- [Prompt] Recast the records below as a numbered list, one line per item, leaving out any blank lines.

- [Object detection data]
=====

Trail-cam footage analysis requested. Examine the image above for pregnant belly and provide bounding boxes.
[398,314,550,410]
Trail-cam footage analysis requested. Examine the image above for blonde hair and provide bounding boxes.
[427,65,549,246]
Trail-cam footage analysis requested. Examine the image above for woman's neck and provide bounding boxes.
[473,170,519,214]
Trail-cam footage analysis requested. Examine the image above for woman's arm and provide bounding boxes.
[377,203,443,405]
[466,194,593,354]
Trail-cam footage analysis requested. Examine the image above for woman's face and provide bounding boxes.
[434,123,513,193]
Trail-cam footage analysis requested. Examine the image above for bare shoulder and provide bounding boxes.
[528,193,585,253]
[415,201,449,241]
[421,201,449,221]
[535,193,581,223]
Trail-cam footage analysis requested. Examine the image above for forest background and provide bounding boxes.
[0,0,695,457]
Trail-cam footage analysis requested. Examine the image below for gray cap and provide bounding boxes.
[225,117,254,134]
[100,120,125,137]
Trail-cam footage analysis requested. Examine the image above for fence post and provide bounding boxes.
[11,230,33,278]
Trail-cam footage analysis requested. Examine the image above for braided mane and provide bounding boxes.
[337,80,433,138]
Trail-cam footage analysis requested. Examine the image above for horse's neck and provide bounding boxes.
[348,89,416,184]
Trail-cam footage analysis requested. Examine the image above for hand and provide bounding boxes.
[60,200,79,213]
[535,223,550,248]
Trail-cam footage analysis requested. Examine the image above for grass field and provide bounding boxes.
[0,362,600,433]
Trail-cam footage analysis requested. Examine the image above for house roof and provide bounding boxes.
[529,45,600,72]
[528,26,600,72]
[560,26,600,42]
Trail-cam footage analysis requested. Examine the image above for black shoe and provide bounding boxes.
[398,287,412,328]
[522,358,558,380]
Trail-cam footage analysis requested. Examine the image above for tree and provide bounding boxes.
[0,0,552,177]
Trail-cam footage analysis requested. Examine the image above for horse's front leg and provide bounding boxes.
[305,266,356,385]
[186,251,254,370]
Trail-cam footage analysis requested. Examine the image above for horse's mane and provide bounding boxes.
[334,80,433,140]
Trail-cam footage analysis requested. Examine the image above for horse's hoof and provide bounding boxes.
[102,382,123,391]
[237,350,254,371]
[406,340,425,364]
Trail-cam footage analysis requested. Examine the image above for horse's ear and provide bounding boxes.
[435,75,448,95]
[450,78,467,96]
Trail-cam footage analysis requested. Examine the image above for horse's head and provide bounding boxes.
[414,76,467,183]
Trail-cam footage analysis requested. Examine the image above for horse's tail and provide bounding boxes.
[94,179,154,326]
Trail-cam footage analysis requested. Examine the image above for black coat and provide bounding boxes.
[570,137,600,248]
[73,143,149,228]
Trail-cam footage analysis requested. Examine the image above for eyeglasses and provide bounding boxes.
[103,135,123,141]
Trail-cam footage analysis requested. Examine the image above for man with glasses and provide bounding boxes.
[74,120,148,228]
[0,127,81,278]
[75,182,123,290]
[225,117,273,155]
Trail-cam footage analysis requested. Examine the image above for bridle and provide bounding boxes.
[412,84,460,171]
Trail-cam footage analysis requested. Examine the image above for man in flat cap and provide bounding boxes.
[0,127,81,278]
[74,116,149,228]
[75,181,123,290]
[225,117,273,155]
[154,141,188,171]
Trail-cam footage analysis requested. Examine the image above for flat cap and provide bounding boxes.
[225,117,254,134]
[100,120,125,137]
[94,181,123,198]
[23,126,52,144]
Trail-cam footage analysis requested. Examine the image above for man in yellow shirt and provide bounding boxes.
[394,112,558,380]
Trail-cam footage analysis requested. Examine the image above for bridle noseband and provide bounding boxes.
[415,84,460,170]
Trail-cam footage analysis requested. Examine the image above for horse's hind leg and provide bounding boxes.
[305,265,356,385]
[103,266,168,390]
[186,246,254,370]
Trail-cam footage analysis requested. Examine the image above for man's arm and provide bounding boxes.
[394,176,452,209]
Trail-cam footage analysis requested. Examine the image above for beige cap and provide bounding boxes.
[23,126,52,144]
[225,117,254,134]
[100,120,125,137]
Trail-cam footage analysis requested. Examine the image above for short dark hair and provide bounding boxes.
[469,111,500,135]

=====

- [Response to the task]
1. Trail-cam footage analysis requested. Examine the image above for pregnant belly and provide bounding boxes.
2. [398,314,550,410]
3. Trail-cam footage analysis requested. Examine the image above for blonde hair and provide bounding boxes.
4. [427,65,549,246]
5. Trail-cam footage analysis requested. Examine the image above for woman's neck and provide bounding boxes.
6. [473,170,519,214]
7. Trail-cam footage analysis requested. Examine the image above for woman's arm and provide bounding boxes.
8. [377,203,443,405]
9. [466,194,593,354]
10. Trail-cam footage analysis requested. Examine the image above for woman's face and provide bounding boxes.
11. [434,123,513,193]
12. Trail-cam footage analysis requested. Examine the image above for bare shoulder and provide bounding boxes.
13. [528,193,585,253]
14. [415,201,449,241]
15. [421,201,449,221]
16. [535,193,581,223]
17. Trail-cam footage analysis requested. Examine the image above for forest background and provide bounding boxes.
18. [0,0,695,457]
19. Trail-cam footage analysis requested. Examine the image below for gray cap and provide bounding boxes.
20. [225,117,254,134]
21. [100,120,125,137]
22. Trail-cam footage analysis requested. Examine the image above for fence post and provide bounding boxes.
23. [11,230,33,278]
24. Trail-cam footage analysis requested. Examine the image above for braided mane and provide bounding boxes.
25. [337,80,433,138]
26. Trail-cam footage analysis requested. Examine the image above for horse's neck and provide bounding boxes.
27. [348,89,416,184]
28. Trail-cam footage analysis requested. Examine the image above for hand and provide bounding boxes.
29. [60,200,79,213]
30. [535,223,550,248]
31. Trail-cam footage analysis requested. Examine the image above for grass field and provide bounding boxes.
32. [0,362,600,433]
33. Trail-cam footage analysis requested. Examine the image above for house roof and provide bounding boxes.
34. [529,45,600,72]
35. [528,26,600,72]
36. [560,26,600,42]
37. Trail-cam footage analysis requested. Examine the image above for black shoe and provide bounding boxes.
38. [398,287,412,328]
39. [522,358,558,380]
40. Trail-cam footage analysis requested. Examine the image above for tree and provide bounding boxes.
41. [0,0,552,177]
42. Trail-cam footage analysis requested. Examine the image above for horse's front leg and provide bounding boxes.
43. [305,266,356,385]
44. [186,251,254,370]
45. Trail-cam footage analysis requested. Examine the image above for horse's mane and provide bounding boxes.
46. [334,80,433,140]
47. Trail-cam footage analysis requested. Examine the image above for horse's hoof and provide bounding boxes.
48. [102,382,123,391]
49. [237,350,254,371]
50. [406,340,425,364]
51. Trail-cam footage analysis requested. Examine the image above for horse's ear and provide bounding boxes.
52. [435,75,448,95]
53. [450,78,467,96]
54. Trail-cam footage analysis requested. Examine the image above for horse's head and provide bounding boxes.
55. [414,76,467,183]
56. Trail-cam footage analysis requested. Examine the image above for horse's tail and provide bounding boxes.
57. [94,179,154,326]
58. Trail-cam footage analysis requested. Examine the image above for black coat and provide bounding boxes.
59. [570,137,600,248]
60. [73,143,149,228]
61. Trail-cam footage analysis requested. Examine the image above for eyeglasses and provide bounding boxes.
62. [103,135,123,141]
63. Trail-cam footage analysis requested. Examine the image above for man with glasses and provide bounding boxes.
64. [74,120,148,228]
65. [0,127,81,278]
66. [75,182,123,290]
67. [225,117,273,155]
68. Trail-cam footage analysis requested. Examine the image above for bridle and provide bounding boxes.
69. [412,84,460,171]
70. Trail-cam footage analysis requested. Examine the image above for man in flat cap and provide bounding boxes.
71. [0,127,81,278]
72. [74,116,149,228]
73. [75,181,123,290]
74. [225,117,273,155]
75. [154,141,188,171]
76. Trail-cam footage analysis requested. Examine the image above for flat cap and provide bounding boxes.
77. [225,117,254,134]
78. [100,120,125,137]
79. [94,181,123,198]
80. [23,126,52,144]
81. Trail-cam footage analysis requested. Examine the image above for man in yellow shirt and provide bounding boxes.
82. [394,112,558,380]
83. Trail-cam footage analysis requested. Examine the image above for bridle noseband and provide bounding boxes.
84. [415,84,460,170]
85. Trail-cam footage analysis requested. Examine the image above for horse's hind leg and provide bounding boxes.
86. [305,265,356,385]
87. [103,266,168,390]
88. [186,246,254,370]
89. Trail-cam footage analysis requested. Examine the image above for man's arm and provide bounding boxes.
90. [394,176,452,209]
91. Trail-cam footage analysis requested. Examine the image above for beige cap and provide bounding boxes.
92. [23,126,52,144]
93. [225,117,254,134]
94. [100,120,125,137]
95. Trail-cam footage analysis requested. Examine the image above for short dark hair and provide bounding boxes.
96. [469,111,500,135]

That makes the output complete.